### Required task
In the rows starting at the line that contains "of the white" and ending at the last row, switch "dot" to "marker" and write those rows out again with nothing else changed.

--- begin Input records ---

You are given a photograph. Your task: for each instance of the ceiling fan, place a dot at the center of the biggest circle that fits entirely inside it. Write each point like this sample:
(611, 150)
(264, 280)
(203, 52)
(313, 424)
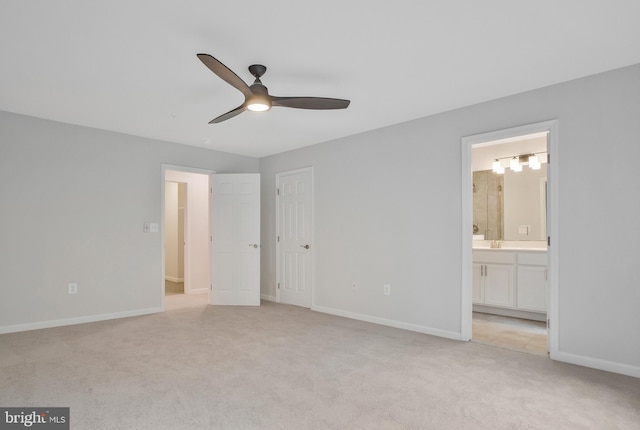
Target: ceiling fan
(256, 96)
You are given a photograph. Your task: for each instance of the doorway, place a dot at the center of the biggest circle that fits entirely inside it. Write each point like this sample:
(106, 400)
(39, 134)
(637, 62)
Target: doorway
(501, 288)
(175, 194)
(185, 228)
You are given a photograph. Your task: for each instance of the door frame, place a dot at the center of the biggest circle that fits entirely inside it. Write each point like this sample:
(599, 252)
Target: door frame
(313, 241)
(466, 303)
(188, 253)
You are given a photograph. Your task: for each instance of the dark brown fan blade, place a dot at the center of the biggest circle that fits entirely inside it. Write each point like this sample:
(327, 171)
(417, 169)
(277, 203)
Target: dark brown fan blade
(229, 115)
(225, 73)
(310, 102)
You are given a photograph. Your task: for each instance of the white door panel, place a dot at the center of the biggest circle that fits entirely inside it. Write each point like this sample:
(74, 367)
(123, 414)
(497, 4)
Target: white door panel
(295, 241)
(235, 239)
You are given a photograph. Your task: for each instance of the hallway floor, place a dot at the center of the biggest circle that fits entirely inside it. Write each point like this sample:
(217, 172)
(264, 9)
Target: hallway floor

--- end Input records ---

### Exercise solution
You are given a photograph. Your task: for each instance of the white door panel, place a marker at the center of the biggest circle that fits entirely inside it. Write each point like this sample:
(74, 367)
(123, 414)
(497, 4)
Target: white door panel
(295, 241)
(235, 239)
You are given a photograph. Your task: for each instance of the hallway floor, place a marker at the center of the biggest circle that fits entirely inside it. Write each point like this sample:
(217, 172)
(264, 9)
Target: hallway floor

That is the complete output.